▸ Action item A
Name every fate the passage on mass balance versus energy balance gives for the carbon stored in food once it is in the body.
▸ Action item B
Summarize the passage on mass balance versus energy balance in two sentences.

BEGIN Text excerpt

Mass balance rather than energy balance?

Edited 6.6.2023: It's mass balance rather than energy balance? Or how many angels can dance on the tip of a pin? This article argues that obesity is the result of a mass imbalance rather than an energy imbalance.

I think this is the "carbon diet" argument. Food is organic (consists of carbon) and those carbons are stored, breathed out, or pooped out of our body. Just like energy can't be created or destroyed, just exchanged, so it is with mass.

It's a bit pedantic, but saying it is mass rather than energy gets around the "human bodies are an open system" issue that anti-energy balance theory (EBT) like to toss out as though they win the argument, QED.

In an open system mass and energy can be exchanged, in a closed system, only energy is exchanged, mass is constant. But how do you get rid of more mass? by increasing your energy or limiting the amount of mass you ingest (ie eat fewer calories).

END Text excerpt
BEGIN Information

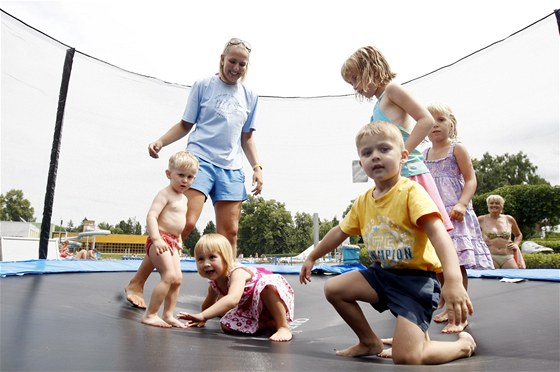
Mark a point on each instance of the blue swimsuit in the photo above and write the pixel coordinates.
(415, 162)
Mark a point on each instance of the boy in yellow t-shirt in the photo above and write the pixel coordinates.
(398, 221)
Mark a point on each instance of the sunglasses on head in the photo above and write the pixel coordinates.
(236, 41)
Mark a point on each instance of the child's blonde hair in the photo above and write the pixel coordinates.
(367, 66)
(443, 109)
(215, 243)
(381, 128)
(183, 160)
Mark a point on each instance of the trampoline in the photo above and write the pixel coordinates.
(79, 320)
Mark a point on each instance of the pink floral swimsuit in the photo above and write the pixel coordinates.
(245, 316)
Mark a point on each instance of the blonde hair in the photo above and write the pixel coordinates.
(183, 160)
(215, 243)
(443, 109)
(235, 42)
(368, 66)
(495, 198)
(381, 128)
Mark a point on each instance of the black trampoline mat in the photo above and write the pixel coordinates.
(81, 322)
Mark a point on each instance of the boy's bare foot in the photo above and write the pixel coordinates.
(360, 350)
(441, 317)
(452, 328)
(469, 344)
(283, 334)
(174, 322)
(135, 296)
(155, 321)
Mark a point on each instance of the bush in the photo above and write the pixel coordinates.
(554, 244)
(542, 260)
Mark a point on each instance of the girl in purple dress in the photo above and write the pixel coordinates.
(248, 299)
(450, 165)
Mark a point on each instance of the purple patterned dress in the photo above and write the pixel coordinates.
(466, 235)
(245, 316)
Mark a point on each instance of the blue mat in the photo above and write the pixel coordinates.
(33, 267)
(30, 267)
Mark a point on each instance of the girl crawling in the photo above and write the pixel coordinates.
(249, 299)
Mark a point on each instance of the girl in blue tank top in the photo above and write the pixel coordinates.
(369, 73)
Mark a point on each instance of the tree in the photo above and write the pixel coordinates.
(130, 227)
(14, 207)
(502, 170)
(302, 234)
(105, 226)
(264, 226)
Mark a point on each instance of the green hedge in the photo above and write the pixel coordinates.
(554, 244)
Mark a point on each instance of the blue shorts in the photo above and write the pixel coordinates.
(413, 294)
(220, 184)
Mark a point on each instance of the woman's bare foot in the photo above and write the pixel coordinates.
(441, 317)
(283, 334)
(135, 296)
(386, 353)
(452, 328)
(174, 322)
(155, 321)
(468, 342)
(360, 350)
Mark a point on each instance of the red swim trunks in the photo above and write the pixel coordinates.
(171, 240)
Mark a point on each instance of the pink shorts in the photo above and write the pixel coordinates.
(171, 240)
(428, 183)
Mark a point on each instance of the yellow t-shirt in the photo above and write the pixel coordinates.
(389, 227)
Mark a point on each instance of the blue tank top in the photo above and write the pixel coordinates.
(414, 164)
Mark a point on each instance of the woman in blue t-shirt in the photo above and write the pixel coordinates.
(220, 120)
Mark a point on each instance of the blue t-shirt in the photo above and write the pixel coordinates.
(220, 112)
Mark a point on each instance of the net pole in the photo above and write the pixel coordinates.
(55, 150)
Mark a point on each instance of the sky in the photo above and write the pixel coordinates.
(297, 50)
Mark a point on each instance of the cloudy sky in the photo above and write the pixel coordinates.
(298, 48)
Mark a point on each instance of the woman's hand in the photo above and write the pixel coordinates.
(153, 149)
(193, 320)
(458, 212)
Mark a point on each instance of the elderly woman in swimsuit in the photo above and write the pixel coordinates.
(497, 229)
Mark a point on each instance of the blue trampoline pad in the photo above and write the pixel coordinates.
(81, 321)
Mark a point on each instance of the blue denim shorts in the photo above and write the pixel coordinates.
(413, 294)
(220, 184)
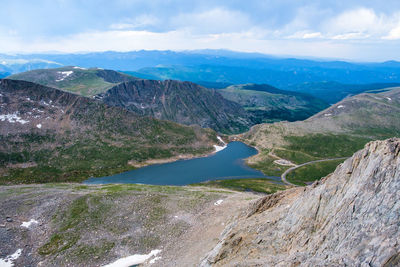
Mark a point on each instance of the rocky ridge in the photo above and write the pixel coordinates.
(349, 218)
(182, 102)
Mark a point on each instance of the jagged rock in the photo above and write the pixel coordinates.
(351, 218)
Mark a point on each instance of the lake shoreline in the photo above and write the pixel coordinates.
(150, 162)
(188, 169)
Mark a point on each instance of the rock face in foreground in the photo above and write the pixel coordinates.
(181, 102)
(350, 218)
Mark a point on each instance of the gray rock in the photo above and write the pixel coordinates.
(351, 218)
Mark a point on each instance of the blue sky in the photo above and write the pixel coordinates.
(357, 30)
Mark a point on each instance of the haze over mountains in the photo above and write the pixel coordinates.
(220, 68)
(182, 102)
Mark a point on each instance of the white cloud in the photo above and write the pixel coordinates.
(394, 34)
(357, 20)
(362, 23)
(350, 35)
(136, 23)
(312, 35)
(217, 20)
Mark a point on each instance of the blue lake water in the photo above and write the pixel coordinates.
(225, 164)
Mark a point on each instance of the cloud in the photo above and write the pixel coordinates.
(394, 34)
(217, 20)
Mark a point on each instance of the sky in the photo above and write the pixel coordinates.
(357, 30)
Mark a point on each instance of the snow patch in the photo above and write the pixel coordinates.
(218, 202)
(219, 148)
(9, 260)
(284, 162)
(28, 224)
(154, 260)
(134, 259)
(12, 118)
(64, 74)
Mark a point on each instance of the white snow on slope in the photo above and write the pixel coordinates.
(9, 260)
(134, 259)
(219, 148)
(218, 202)
(12, 118)
(64, 74)
(28, 224)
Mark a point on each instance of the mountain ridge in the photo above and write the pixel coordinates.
(51, 135)
(347, 218)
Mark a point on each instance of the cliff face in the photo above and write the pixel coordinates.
(350, 218)
(48, 135)
(182, 102)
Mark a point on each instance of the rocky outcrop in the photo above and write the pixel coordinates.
(182, 102)
(349, 218)
(76, 137)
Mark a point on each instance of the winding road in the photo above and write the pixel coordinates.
(283, 176)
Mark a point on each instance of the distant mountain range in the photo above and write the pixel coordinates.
(49, 135)
(268, 104)
(216, 66)
(187, 103)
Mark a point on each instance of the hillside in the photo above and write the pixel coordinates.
(269, 104)
(333, 92)
(347, 219)
(335, 132)
(80, 225)
(48, 135)
(182, 102)
(86, 82)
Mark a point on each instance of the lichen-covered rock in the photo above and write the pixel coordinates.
(350, 218)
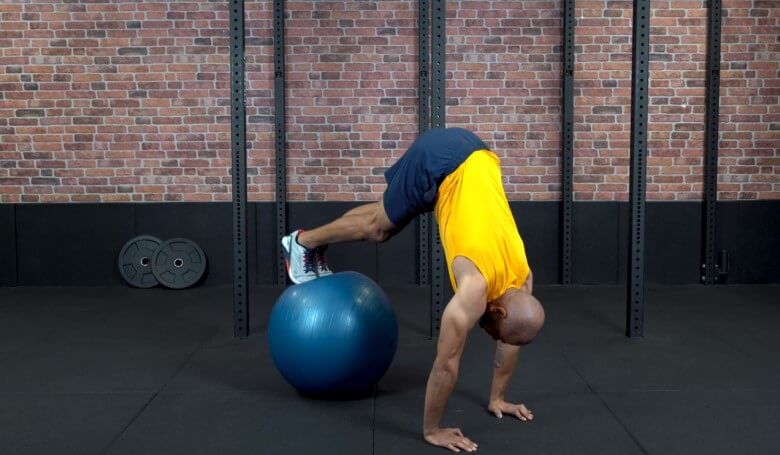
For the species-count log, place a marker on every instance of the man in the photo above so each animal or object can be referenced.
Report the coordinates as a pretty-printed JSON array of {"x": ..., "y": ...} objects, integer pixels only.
[{"x": 452, "y": 172}]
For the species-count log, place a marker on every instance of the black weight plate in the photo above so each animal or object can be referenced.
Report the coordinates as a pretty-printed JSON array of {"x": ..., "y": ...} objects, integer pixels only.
[
  {"x": 135, "y": 260},
  {"x": 178, "y": 263}
]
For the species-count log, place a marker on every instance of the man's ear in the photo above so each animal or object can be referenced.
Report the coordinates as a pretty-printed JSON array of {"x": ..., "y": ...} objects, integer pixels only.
[{"x": 498, "y": 311}]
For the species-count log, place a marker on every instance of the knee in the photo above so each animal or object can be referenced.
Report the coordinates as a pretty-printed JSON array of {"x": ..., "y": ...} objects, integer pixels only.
[{"x": 376, "y": 233}]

END Information

▸ Written solution A
Stored, breathed out, or pooped out.

▸ Written solution B
The passage describes an argument that obesity comes from a mass imbalance rather than an energy imbalance: like energy, mass is only exchanged, and the carbon in food is stored, breathed out, or pooped out of the body. It calls this framing a bit pedantic but says it gets around the "open system" objection from opponents of energy balance theory, and it adds that more mass is lost by increasing energy or eating fewer calories.